## [EXCERPTED PASSAGE]
Dataflow Runner RDBLoader step taking long


#1

Referencing this thread: Converting from emrEtlRunner to DataflowRunner example?

We currently have the pipeline set up with an EMR Cluster running a large master node and two xlarge runners. The shredder for avalanche load testing of 200k users runs after a 5 minute blast in 3 minutes, but the loader seems to take quite some time. What are the current best practices for configuring both the spark shredder job and the rdbloader? What are the points of tuning to focus on? Is getting data into RS under this type of load in <5 min latency achievable?


#2

Just for some context here are our configs for the pipeline:

collector.conf

# Copyright (c) 2013-2018 Snowplow Analytics Ltd. All rights reserved.
#
# This program is licensed to you under the Apache License Version 2.0, and
# you may not use this file except in compliance with the Apache License
# Version 2.0.  You may obtain a copy of the Apache License Version 2.0 at
# http://www.apache.org/licenses/LICENSE-2.0.
#
# Unless required by applicable law or agreed to in writing, software
# distributed under the Apache License Version 2.0 is distributed on an "AS
# IS" BASIS, WITHOUT WARRANTIES OR CONDITIONS OF ANY KIND, either express or
# implied.  See the Apache License Version 2.0 for the specific language
# governing permissions and limitations there under.

# This file (application.conf.example) contains a template with
# configuration options for the Scala Stream Collector.
#
# To use, copy this to 'application.conf' and modify the configuration options.

# 'collector' contains configuration options for the main Scala collector.
collector {
  # The collector runs as a web service specified on the following interface and port.
  interface = "0.0.0.0"
  port = "8080"

  # Configure the P3P policy header.
  p3p {
    policyRef = "/w3c/p3p.xml"
    CP = "NOI DSP COR NID PSA OUR IND COM NAV STA"

## [TASK A]
Print the stretch of the Dataflow Runner thread from "We currently have" through "All rights reserved.".
## [TASK B]
List every configuration key that receives a value in the collector.conf portion of the Dataflow Runner thread.

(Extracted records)
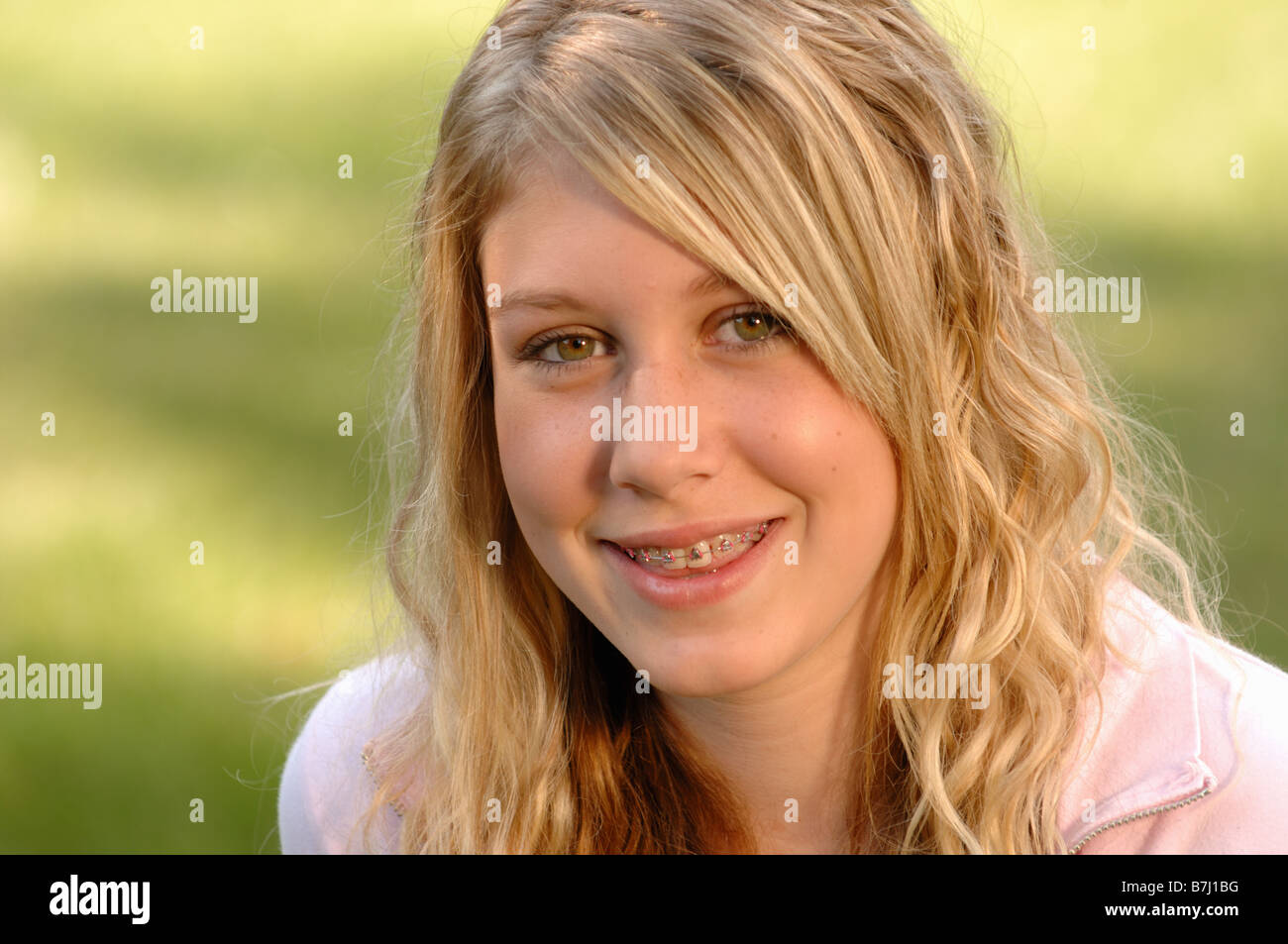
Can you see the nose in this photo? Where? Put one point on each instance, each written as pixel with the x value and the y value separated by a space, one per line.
pixel 662 434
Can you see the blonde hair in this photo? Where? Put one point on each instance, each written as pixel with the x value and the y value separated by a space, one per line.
pixel 807 163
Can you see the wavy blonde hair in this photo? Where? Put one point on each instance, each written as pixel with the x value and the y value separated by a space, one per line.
pixel 859 165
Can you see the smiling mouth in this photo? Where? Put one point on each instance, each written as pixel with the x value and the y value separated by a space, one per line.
pixel 702 558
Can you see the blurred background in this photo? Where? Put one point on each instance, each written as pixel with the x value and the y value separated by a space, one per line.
pixel 180 428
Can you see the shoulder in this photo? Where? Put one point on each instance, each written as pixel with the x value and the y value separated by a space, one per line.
pixel 326 784
pixel 1190 755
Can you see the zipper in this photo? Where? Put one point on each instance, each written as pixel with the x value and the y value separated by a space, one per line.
pixel 1141 814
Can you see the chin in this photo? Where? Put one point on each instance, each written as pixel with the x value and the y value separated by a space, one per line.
pixel 706 672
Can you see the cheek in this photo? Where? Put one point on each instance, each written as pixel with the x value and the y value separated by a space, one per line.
pixel 831 454
pixel 545 458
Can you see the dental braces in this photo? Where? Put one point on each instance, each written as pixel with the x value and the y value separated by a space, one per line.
pixel 668 556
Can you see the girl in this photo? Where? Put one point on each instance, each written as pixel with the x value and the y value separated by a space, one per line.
pixel 758 506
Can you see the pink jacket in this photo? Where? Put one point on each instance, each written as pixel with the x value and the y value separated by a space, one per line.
pixel 1192 754
pixel 1193 749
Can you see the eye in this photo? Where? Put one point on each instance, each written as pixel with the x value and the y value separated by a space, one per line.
pixel 563 349
pixel 751 326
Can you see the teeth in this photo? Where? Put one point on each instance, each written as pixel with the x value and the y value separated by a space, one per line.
pixel 700 554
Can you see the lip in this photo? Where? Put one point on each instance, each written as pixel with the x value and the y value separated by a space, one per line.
pixel 698 590
pixel 688 535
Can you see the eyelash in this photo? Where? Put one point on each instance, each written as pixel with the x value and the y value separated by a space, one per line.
pixel 541 342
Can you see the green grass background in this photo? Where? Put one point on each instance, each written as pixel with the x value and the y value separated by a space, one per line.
pixel 181 428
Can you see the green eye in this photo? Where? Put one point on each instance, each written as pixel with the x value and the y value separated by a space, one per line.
pixel 575 347
pixel 752 326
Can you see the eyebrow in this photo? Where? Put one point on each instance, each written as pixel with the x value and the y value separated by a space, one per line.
pixel 706 283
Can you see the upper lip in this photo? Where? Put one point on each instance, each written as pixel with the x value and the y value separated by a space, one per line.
pixel 687 535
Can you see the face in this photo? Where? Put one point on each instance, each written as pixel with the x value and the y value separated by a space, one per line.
pixel 639 413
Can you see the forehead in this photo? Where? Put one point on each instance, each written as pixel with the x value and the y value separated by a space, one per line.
pixel 555 222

## [TASK RESPONSE A]
We currently have the pipeline set up with an EMR Cluster running a large master node and two xlarge runners. The shredder for avalanche load testing of 200k users runs after a 5 minute blast in 3 minutes, but the loader seems to take quite some time. What are the current best practices for configuring both the spark shredder job and the rdbloader? What are the points of tuning to focus on? Is getting data into RS under this type of load in <5 min latency achievable?


#2

Just for some context here are our configs for the pipeline:

collector.conf

# Copyright (c) 2013-2018 Snowplow Analytics Ltd. All rights reserved.

## [TASK RESPONSE B]
interface, port, policyRef, CP